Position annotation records
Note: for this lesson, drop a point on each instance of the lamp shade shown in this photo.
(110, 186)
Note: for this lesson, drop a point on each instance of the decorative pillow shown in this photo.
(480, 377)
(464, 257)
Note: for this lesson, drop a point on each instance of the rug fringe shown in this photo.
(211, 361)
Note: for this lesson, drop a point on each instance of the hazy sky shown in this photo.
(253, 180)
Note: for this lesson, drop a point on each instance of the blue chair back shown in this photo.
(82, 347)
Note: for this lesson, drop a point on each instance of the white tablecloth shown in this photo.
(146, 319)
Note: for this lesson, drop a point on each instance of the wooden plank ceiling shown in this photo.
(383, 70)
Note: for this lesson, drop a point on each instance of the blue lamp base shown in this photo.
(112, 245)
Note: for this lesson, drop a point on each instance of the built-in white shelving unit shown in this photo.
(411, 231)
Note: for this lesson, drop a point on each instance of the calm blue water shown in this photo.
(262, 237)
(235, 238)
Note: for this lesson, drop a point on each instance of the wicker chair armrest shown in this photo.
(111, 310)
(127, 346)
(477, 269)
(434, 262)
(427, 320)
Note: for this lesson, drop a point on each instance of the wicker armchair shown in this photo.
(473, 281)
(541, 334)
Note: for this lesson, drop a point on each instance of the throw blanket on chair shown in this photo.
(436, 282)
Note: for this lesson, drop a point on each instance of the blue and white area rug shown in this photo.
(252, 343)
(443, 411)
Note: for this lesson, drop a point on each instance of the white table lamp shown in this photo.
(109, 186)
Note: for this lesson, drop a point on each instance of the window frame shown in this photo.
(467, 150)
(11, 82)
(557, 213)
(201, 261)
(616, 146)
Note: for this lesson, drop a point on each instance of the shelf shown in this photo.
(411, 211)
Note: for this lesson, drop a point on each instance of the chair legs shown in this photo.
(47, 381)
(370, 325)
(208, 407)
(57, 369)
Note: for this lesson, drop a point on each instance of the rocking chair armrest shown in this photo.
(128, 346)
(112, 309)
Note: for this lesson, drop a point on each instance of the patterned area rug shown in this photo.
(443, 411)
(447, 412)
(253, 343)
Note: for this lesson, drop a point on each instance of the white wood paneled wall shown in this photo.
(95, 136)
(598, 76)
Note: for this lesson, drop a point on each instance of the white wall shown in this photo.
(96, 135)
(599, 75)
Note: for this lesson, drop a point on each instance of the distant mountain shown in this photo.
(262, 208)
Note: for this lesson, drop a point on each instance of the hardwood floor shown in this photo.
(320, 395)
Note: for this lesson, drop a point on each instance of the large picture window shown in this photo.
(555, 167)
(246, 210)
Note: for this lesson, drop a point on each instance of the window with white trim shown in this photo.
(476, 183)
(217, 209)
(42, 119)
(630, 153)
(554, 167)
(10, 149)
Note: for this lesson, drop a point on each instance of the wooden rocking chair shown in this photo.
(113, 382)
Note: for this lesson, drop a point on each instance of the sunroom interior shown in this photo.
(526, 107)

[WHAT TO PRODUCE]: Please arrange the lines of the records above as a Markdown table with the columns Row and Line, numbering the rows and leaving out any blank lines.

[EXERCISE SOLUTION]:
| Row | Line |
|---|---|
| 1 | Note: for this lesson, drop a point on each instance of the lamp shade shown in this photo. |
| 2 | (110, 186) |
| 3 | Note: for this lesson, drop a point on each instance of the decorative pillow shown in this photo. |
| 4 | (480, 377) |
| 5 | (464, 257) |
| 6 | Note: for this lesson, drop a point on each instance of the rug fringe shown in this photo. |
| 7 | (211, 361) |
| 8 | Note: for this lesson, drop a point on each instance of the hazy sky shown in this photo. |
| 9 | (253, 180) |
| 10 | Note: for this lesson, drop a point on each instance of the blue chair back shown in this photo. |
| 11 | (82, 347) |
| 12 | Note: for this lesson, drop a point on each instance of the white tablecloth shown in this photo. |
| 13 | (146, 319) |
| 14 | Note: for this lesson, drop a point on each instance of the wooden plank ceiling shown in this photo. |
| 15 | (383, 70) |
| 16 | Note: for this lesson, drop a point on each instance of the blue lamp base shown in this photo. |
| 17 | (112, 245) |
| 18 | Note: for this lesson, drop a point on each instance of the built-in white shelving unit shown in this photo. |
| 19 | (411, 231) |
| 20 | Note: for this lesson, drop a point on each instance of the calm blue water shown in this photo. |
| 21 | (262, 237) |
| 22 | (235, 238) |
| 23 | Note: for this lesson, drop a point on each instance of the wicker chair armrest shown in this photo. |
| 24 | (111, 310) |
| 25 | (127, 346) |
| 26 | (477, 269) |
| 27 | (434, 262) |
| 28 | (427, 320) |
| 29 | Note: for this lesson, drop a point on each instance of the wicker armchair shown in this photo. |
| 30 | (473, 281) |
| 31 | (541, 334) |
| 32 | Note: for this lesson, drop a point on each instance of the throw blanket on chair shown in this photo. |
| 33 | (436, 282) |
| 34 | Note: for this lesson, drop a point on each instance of the blue and white area rug shown in this photo. |
| 35 | (252, 343) |
| 36 | (443, 411) |
| 37 | Note: for this lesson, drop a point on each instance of the white table lamp shown in this photo. |
| 38 | (109, 186) |
| 39 | Note: for this lesson, drop a point on each instance of the window frame shown in this photo. |
| 40 | (467, 150) |
| 41 | (11, 82) |
| 42 | (557, 213) |
| 43 | (201, 261) |
| 44 | (616, 146) |
| 45 | Note: for this lesson, drop a point on each instance of the shelf shown in this photo. |
| 46 | (411, 211) |
| 47 | Note: for this lesson, drop a point on each instance of the chair legs shown in this photo. |
| 48 | (47, 381) |
| 49 | (370, 325) |
| 50 | (208, 407) |
| 51 | (57, 369) |
| 52 | Note: for this lesson, drop a point on each instance of the rocking chair armrest shown in this photo. |
| 53 | (128, 346) |
| 54 | (112, 309) |
| 55 | Note: for this lesson, drop a point on each instance of the patterned area rug shown in this photo. |
| 56 | (443, 411) |
| 57 | (447, 412) |
| 58 | (253, 343) |
| 59 | Note: for this lesson, drop a point on each instance of the white wood paneled wall shown in this photo. |
| 60 | (95, 136) |
| 61 | (598, 76) |
| 62 | Note: for this lesson, drop a point on each instance of the white wall shown in this photo. |
| 63 | (96, 135) |
| 64 | (599, 75) |
| 65 | Note: for this lesson, drop a point on each instance of the distant mountain shown in this photo. |
| 66 | (262, 208) |
| 67 | Note: for this lesson, drop a point on each instance of the hardwood floor shown in this photo. |
| 68 | (320, 395) |
| 69 | Note: for this lesson, drop a point on each instance of the large picture window shown in this photo. |
| 70 | (555, 167) |
| 71 | (246, 210) |
| 72 | Note: for this lesson, drop a point on each instance of the window with white trim shown in this photo. |
| 73 | (476, 183) |
| 74 | (217, 209) |
| 75 | (42, 119) |
| 76 | (630, 153) |
| 77 | (554, 167) |
| 78 | (10, 149) |
| 79 | Note: for this lesson, drop a point on each instance of the wooden rocking chair shown in this photo. |
| 80 | (113, 382) |
| 81 | Note: for this lesson, drop a point on each instance of the sunroom interior shown in this photo. |
| 82 | (526, 107) |